=== Short task ===
Reproduce the records below, replacing every occurrence of "even-odd" with "nonzero" and leaving everything else unchanged.

──────── Raw data

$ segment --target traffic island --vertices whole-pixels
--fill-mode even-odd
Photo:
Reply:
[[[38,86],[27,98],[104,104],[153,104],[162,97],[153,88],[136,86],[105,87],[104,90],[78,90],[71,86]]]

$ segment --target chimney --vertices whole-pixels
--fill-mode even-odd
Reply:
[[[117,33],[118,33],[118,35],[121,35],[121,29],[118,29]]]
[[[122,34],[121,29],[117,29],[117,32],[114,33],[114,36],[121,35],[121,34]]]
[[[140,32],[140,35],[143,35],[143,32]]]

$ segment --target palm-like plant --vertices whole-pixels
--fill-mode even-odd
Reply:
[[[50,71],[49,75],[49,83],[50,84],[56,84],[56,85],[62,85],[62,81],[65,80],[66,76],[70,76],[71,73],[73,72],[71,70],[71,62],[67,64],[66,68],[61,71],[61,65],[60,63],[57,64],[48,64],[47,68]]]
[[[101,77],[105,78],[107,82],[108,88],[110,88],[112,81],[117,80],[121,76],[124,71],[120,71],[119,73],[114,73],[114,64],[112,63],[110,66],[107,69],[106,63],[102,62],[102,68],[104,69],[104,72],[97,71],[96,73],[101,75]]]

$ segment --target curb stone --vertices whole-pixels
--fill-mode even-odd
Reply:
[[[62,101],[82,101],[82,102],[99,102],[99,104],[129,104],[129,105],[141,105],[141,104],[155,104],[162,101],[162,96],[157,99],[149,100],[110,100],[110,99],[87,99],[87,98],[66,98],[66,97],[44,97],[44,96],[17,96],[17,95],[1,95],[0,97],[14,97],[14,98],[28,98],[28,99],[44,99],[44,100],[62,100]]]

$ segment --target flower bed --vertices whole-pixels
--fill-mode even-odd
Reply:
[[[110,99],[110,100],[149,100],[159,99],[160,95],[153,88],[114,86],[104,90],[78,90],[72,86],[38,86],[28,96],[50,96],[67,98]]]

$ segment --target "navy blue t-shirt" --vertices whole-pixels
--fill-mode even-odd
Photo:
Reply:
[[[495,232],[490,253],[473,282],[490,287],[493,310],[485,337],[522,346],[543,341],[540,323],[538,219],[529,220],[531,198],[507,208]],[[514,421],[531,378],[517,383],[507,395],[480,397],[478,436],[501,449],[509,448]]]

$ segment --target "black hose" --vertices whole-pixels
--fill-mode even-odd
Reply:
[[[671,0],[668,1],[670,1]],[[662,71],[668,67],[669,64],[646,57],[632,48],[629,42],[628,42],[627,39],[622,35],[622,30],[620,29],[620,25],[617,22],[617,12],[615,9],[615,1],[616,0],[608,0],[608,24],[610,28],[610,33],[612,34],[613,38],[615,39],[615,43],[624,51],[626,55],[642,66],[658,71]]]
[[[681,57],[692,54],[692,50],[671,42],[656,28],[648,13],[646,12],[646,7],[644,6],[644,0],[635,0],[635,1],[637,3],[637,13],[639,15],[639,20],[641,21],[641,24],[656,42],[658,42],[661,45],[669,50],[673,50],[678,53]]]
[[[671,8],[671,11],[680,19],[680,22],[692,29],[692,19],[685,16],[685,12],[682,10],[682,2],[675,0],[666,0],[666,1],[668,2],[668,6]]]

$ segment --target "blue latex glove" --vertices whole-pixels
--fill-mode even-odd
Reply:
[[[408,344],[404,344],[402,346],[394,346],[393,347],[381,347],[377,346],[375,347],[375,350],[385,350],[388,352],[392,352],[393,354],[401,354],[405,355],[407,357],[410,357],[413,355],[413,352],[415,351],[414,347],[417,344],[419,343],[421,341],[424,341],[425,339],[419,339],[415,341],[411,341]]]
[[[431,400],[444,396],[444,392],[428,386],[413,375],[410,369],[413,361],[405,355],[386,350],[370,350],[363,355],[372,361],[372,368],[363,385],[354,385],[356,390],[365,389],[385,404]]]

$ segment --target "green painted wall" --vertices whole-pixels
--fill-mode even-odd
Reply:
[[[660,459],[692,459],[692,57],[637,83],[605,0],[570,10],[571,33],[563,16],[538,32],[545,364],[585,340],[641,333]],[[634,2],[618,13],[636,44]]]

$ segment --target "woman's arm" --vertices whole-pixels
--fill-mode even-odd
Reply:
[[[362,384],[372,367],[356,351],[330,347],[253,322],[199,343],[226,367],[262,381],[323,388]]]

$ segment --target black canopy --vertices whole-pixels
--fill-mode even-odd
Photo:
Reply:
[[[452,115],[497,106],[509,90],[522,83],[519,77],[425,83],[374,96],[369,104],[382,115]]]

────────────────

=== Answer for the task ===
$ segment --target traffic island --vertices whole-pixels
--fill-mode nonzero
Photo:
Reply:
[[[38,86],[27,98],[104,104],[153,104],[162,97],[153,88],[136,86],[105,87],[104,90],[78,90],[71,86]]]

$ segment --target chimney --vertices whole-pixels
--fill-mode nonzero
Reply:
[[[117,33],[118,33],[118,35],[121,35],[121,29],[118,29]]]
[[[122,34],[121,29],[117,29],[117,32],[114,33],[114,36],[121,35],[121,34]]]
[[[140,32],[140,35],[143,35],[143,32]]]

$ segment --target palm-like plant --vertices whole-pixels
--fill-mode nonzero
Reply:
[[[50,71],[49,75],[49,83],[50,84],[56,84],[56,85],[62,85],[62,81],[65,80],[66,76],[70,76],[71,73],[73,72],[71,70],[71,62],[67,64],[66,68],[61,71],[61,65],[60,63],[57,64],[48,64],[47,68]]]
[[[101,77],[105,78],[107,82],[108,88],[110,88],[112,81],[117,80],[121,76],[124,71],[120,71],[119,73],[114,73],[114,64],[112,63],[110,66],[107,69],[106,63],[102,62],[102,68],[104,69],[104,72],[97,71],[96,73],[101,75]]]

$ segment --target curb stone --vertices whole-pixels
--fill-mode nonzero
Reply:
[[[62,101],[82,101],[82,102],[99,102],[99,104],[129,104],[129,105],[141,105],[141,104],[155,104],[162,101],[162,96],[157,99],[149,100],[110,100],[110,99],[87,99],[87,98],[66,98],[66,97],[44,97],[44,96],[17,96],[17,95],[1,95],[0,97],[14,97],[14,98],[28,98],[28,99],[44,99],[44,100],[62,100]]]

$ segment --target flower bed --vertices whole-pixels
--fill-mode nonzero
Reply:
[[[110,99],[110,100],[149,100],[159,99],[160,95],[153,88],[114,86],[104,90],[78,90],[72,86],[38,86],[28,96],[50,96],[67,98]]]

$ segment --target "navy blue t-shirt" --vertices whole-pixels
--fill-mode nonzero
Photo:
Reply:
[[[495,232],[490,253],[473,282],[490,287],[493,310],[485,337],[522,346],[543,341],[540,323],[538,219],[529,220],[531,198],[507,208]],[[514,421],[531,378],[517,383],[507,395],[480,397],[478,436],[501,449],[509,448]]]

$ segment --target "black hose" --vertices whole-pixels
--fill-mode nonzero
Reply:
[[[671,0],[668,1],[670,1]],[[662,71],[668,67],[669,64],[646,57],[632,48],[629,42],[628,42],[627,39],[622,35],[622,30],[620,29],[620,25],[617,22],[617,12],[615,9],[615,1],[616,0],[608,0],[608,24],[610,28],[610,33],[612,34],[613,38],[615,39],[615,43],[624,51],[626,55],[642,66],[658,71]]]
[[[681,57],[692,54],[692,50],[671,42],[656,28],[648,13],[646,12],[646,7],[644,6],[644,0],[635,0],[635,1],[637,3],[637,13],[639,15],[639,20],[641,21],[641,24],[656,42],[658,42],[661,45],[669,50],[673,50],[678,53]]]
[[[671,8],[671,11],[680,19],[680,22],[692,29],[692,19],[685,16],[685,12],[682,10],[682,2],[675,0],[666,0],[666,1],[668,2],[668,6]]]

$ segment --target "blue latex glove" --vertices whole-pixels
--fill-mode nonzero
Reply:
[[[408,344],[404,344],[402,346],[394,346],[393,347],[381,347],[377,346],[375,347],[375,350],[385,350],[388,352],[392,352],[393,354],[401,354],[405,355],[407,357],[410,357],[413,355],[413,352],[415,351],[414,347],[417,344],[419,343],[421,341],[424,341],[425,339],[419,339],[415,341],[411,341]]]
[[[431,400],[444,396],[444,392],[428,386],[413,375],[410,369],[413,361],[405,355],[386,350],[370,350],[363,355],[372,361],[372,368],[363,385],[354,385],[356,390],[365,389],[385,404]]]

$ segment --target "green painted wall" --vertices whole-pixels
--fill-mode nonzero
Reply:
[[[660,459],[692,459],[692,57],[637,83],[605,0],[570,10],[571,33],[563,16],[538,32],[545,364],[585,340],[641,333]],[[634,2],[618,13],[636,44]]]

$ segment --target "woman's arm" --vertices whole-pixels
--fill-mode nonzero
Reply:
[[[362,384],[372,367],[356,351],[330,347],[253,322],[199,343],[226,367],[262,381],[323,388]]]

$ segment --target black canopy --vertices whole-pixels
--fill-mode nonzero
Photo:
Reply:
[[[452,115],[497,106],[509,90],[522,83],[519,77],[425,83],[374,96],[369,104],[382,115]]]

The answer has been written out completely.